# REQUIREMENT 1
Copy out the passage of the burnt-sauce forum thread from "Been there, done" to "of the time.", word for word.
# REQUIREMENT 2
According to lyndalou's post in the burnt-sauce forum thread, what goes into the sauce in place of sugar?

++++ TEXT EXCERPT

Trying is indeed fun - and serendipity has its rewards - but often the result is a flush and a grilled cheese sandwich


----------



## Chief Longwind Of The North (Nov 8, 2011)

jpe said:


> I agree absolutely!
> 
> My background was originally as a chemical engineer so I have turened the kitchen into a laboratory on actually too many occasions. Eg - I am the one posting about trying yeast in place of BP/BS. etc etc - but that has mostly been a winner.
> 
> ...


 
Been there, done that.  My worst cae of ruined food due to the above mentioned "too high, too long, was out of the room" scenario involved a frying pan, calves liver, tomato sauce, and seasonings.  As you said, most meats burn fairly well.  This is not true of liver and tomato.  The house was filled with the most terrible odor.  I never could get the bad odor/flavor out of the pan.  I had to toss not only the food, but the pan as well.  The worst part is, I burned food for the same reasons later on.  

I rarely leave the kitchen anymore until the meal is done, or at least set a timer or two.  I guess I did eventually learn enough to avoid that mistake, at least most of the time.

Seeeeeeya; Chief Longwind of the North


----------



## pengyou (Nov 8, 2011)

One other think you can try - if you have the patience - usually the burnt part has "skinned"...if you carefully sift through the sauce you can find that and remove it - that helps a little.  Also, if you make it a bit more spicy - maybe with hot sauce or even more garlic, or my favorite to use when making spaghetti is a korean ketchup-type sauce that has ketchup and sweet chili.  I have been told that putting a potato into a soup or sauce will absorb excess spices...not sure about burnt taste though.  Obviously...i have done this myself...a few times actually.  Now I usually use a crock pot to cook it in.  I don't have a good heavy simmering pan.


----------



## lyndalou (Nov 8, 2011)

I am glad that you didn't dump it. If you don't scrape the bottom part out of the pan, it usually works, as you found out.  I usually add a dash of cinnamon to my sauce instead of sugar.


----------

++++++++
++++ DATASET

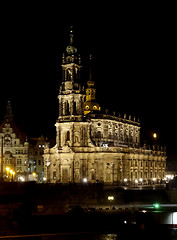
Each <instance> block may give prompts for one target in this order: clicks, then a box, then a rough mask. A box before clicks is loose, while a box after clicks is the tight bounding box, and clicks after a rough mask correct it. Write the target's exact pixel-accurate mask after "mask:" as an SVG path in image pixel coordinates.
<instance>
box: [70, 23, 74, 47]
mask: <svg viewBox="0 0 177 240" xmlns="http://www.w3.org/2000/svg"><path fill="white" fill-rule="evenodd" d="M69 36H70V46H72V45H73V38H74V34H73V26H71V27H70V35H69Z"/></svg>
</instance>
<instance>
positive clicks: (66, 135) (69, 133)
mask: <svg viewBox="0 0 177 240" xmlns="http://www.w3.org/2000/svg"><path fill="white" fill-rule="evenodd" d="M66 141H70V131H67V133H66Z"/></svg>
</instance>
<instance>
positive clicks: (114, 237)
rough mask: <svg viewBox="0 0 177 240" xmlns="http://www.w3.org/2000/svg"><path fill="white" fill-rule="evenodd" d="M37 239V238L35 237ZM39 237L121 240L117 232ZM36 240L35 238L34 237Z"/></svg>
mask: <svg viewBox="0 0 177 240" xmlns="http://www.w3.org/2000/svg"><path fill="white" fill-rule="evenodd" d="M35 239H37V238H35ZM38 239H41V240H119V239H120V238H118V235H117V234H91V233H88V234H73V235H65V236H64V235H63V236H62V235H56V236H43V237H40V238H38ZM32 240H34V239H32Z"/></svg>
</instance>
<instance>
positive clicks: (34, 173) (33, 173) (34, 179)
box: [33, 172, 36, 181]
mask: <svg viewBox="0 0 177 240" xmlns="http://www.w3.org/2000/svg"><path fill="white" fill-rule="evenodd" d="M33 177H34V181H35V178H36V173H35V172H33Z"/></svg>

++++++++

# EXERCISE RESPONSE 1
Been there, done that.  My worst cae of ruined food due to the above mentioned "too high, too long, was out of the room" scenario involved a frying pan, calves liver, tomato sauce, and seasonings.  As you said, most meats burn fairly well.  This is not true of liver and tomato.  The house was filled with the most terrible odor.  I never could get the bad odor/flavor out of the pan.  I had to toss not only the food, but the pan as well.  The worst part is, I burned food for the same reasons later on.  

I rarely leave the kitchen anymore until the meal is done, or at least set a timer or two.  I guess I did eventually learn enough to avoid that mistake, at least most of the time.

# EXERCISE RESPONSE 2
A dash of cinnamon.